▶ _WHAT TO WORK ON_: Which lines in the entries below contain the string "chair"? Pull out each of them in full, and treat uppercase and lowercase letters as different.
======
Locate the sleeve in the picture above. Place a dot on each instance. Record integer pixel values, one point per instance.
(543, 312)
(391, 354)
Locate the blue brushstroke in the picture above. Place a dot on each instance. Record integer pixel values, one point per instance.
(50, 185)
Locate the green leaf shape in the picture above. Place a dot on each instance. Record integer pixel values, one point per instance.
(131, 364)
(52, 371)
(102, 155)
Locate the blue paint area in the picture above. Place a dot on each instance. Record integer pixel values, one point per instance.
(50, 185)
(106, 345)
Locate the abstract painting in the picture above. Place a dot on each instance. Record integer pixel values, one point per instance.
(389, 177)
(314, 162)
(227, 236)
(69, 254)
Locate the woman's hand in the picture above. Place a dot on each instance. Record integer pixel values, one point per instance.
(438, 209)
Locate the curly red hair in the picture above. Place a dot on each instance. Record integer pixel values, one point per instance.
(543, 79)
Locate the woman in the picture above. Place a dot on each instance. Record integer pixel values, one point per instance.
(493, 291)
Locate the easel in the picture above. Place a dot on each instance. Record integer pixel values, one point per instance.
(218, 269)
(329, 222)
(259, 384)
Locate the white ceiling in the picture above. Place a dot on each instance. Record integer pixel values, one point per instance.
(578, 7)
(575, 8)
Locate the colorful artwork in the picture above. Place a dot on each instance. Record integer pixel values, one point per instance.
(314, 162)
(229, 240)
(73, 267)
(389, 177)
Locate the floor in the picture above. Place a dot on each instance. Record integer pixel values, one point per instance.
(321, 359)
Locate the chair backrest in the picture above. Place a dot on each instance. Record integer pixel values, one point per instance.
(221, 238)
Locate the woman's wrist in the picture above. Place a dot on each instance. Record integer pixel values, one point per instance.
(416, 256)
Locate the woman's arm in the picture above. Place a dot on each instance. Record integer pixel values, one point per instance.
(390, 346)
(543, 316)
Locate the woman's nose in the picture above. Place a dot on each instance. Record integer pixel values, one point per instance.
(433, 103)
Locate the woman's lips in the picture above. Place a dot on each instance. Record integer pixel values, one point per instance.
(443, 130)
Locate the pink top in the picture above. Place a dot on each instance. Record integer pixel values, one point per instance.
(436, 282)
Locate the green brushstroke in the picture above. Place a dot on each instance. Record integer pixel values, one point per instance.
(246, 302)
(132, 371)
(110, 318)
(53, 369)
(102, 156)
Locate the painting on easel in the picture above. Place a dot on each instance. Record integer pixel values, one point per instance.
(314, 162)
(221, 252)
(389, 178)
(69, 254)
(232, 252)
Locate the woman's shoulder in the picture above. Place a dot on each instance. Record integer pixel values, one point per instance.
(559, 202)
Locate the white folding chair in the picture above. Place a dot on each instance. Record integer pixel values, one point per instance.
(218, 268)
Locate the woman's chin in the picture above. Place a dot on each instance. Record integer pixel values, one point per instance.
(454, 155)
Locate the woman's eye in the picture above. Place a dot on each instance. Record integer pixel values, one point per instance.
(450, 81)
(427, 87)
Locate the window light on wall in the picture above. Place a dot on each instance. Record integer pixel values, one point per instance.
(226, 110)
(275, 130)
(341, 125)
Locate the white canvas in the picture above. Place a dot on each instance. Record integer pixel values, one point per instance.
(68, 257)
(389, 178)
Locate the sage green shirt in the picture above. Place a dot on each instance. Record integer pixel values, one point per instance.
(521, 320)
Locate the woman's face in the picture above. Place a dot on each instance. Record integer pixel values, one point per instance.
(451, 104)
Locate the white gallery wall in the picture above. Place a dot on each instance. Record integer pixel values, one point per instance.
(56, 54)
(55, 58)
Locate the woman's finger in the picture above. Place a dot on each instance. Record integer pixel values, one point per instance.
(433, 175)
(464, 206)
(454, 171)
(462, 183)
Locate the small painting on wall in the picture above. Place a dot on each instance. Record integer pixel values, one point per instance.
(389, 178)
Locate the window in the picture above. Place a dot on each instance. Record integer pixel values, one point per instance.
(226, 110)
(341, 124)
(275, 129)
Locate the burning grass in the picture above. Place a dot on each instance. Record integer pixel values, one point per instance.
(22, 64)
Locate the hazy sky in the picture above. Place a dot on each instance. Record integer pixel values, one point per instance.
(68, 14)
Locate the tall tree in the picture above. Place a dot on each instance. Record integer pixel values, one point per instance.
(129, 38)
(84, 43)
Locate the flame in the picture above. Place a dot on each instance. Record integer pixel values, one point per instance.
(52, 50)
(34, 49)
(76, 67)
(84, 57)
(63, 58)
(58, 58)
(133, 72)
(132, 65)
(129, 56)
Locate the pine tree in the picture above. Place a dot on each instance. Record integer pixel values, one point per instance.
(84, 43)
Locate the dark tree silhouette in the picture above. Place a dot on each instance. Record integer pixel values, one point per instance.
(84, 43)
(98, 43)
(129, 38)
======
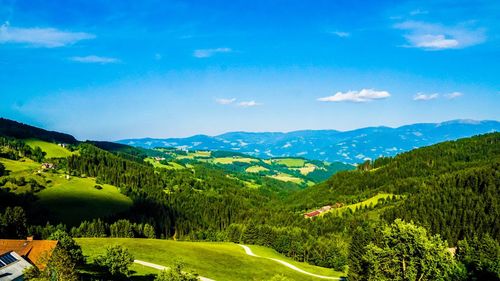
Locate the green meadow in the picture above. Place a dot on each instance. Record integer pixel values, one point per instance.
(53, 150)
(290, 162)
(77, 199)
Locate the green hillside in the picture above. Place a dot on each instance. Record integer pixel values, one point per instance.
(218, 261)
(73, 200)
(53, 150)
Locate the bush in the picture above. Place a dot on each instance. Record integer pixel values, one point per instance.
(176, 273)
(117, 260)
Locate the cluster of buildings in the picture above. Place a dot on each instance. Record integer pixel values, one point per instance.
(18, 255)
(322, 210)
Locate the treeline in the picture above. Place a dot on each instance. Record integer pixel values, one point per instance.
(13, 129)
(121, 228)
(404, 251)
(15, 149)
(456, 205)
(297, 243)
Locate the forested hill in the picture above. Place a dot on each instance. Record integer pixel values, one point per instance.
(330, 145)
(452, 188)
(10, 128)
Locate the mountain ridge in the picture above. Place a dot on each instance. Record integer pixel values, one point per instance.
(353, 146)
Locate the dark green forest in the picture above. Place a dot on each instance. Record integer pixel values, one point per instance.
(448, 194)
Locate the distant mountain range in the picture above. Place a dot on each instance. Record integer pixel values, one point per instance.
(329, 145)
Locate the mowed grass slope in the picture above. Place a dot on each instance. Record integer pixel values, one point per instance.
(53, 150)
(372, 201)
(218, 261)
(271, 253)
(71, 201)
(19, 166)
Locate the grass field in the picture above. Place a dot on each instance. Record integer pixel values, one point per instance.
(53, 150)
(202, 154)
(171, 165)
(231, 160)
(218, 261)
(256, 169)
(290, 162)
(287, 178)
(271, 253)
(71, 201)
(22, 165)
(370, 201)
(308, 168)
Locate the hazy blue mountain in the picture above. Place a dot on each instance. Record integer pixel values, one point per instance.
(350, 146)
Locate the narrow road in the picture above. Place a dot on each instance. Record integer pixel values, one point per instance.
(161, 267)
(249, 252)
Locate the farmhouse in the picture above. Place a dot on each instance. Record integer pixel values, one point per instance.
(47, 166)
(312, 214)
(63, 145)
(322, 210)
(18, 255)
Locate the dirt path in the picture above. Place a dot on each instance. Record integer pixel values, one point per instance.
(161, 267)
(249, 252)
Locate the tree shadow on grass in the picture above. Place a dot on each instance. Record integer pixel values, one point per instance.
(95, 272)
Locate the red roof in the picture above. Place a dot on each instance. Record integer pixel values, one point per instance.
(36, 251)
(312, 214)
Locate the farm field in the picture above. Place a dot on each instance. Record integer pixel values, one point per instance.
======
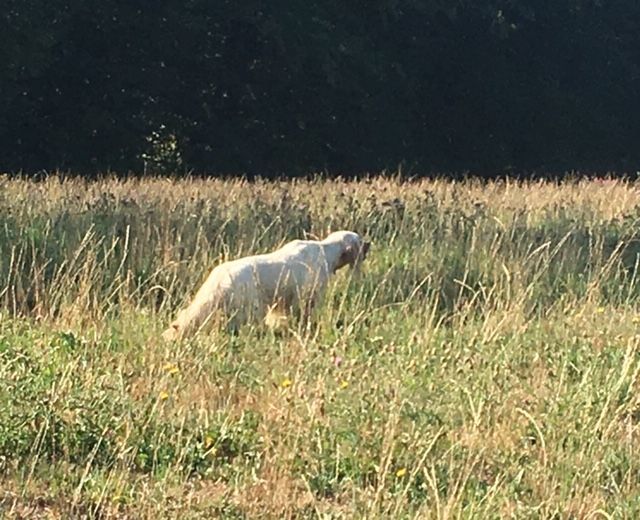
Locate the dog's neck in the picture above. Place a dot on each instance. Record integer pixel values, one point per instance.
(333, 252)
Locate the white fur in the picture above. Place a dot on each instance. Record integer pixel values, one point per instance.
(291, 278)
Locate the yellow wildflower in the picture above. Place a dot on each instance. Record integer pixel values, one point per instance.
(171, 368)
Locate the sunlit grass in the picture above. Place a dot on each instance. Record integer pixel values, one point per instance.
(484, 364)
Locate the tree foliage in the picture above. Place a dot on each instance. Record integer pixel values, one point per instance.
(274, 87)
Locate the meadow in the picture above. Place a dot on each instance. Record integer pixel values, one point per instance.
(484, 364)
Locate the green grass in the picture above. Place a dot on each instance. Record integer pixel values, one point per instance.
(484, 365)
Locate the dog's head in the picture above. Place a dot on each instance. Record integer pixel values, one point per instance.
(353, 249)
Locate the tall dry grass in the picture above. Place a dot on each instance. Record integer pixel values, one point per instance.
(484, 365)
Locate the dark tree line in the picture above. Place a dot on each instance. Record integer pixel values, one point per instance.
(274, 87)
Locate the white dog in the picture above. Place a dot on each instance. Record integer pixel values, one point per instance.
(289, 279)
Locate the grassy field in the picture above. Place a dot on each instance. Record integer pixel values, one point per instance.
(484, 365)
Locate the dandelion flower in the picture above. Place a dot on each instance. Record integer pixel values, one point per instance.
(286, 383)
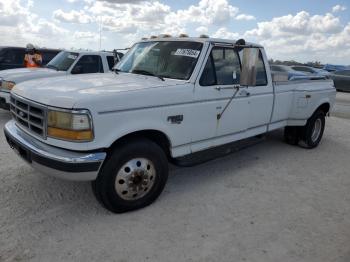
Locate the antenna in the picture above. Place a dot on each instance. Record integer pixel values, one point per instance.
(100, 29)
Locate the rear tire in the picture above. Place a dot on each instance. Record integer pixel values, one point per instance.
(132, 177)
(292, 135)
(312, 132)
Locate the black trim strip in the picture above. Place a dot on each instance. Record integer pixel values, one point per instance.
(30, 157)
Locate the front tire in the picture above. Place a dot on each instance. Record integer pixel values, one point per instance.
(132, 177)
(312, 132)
======
▶ _TASK ANSWER_:
Locate the chair backrest in the picture above. Place a dot on each instance. Record integer pixel values, one point per instance.
Locate the white folding chair in the picture above. Place a dot on each instance. Record integer pixel values, one point per instance.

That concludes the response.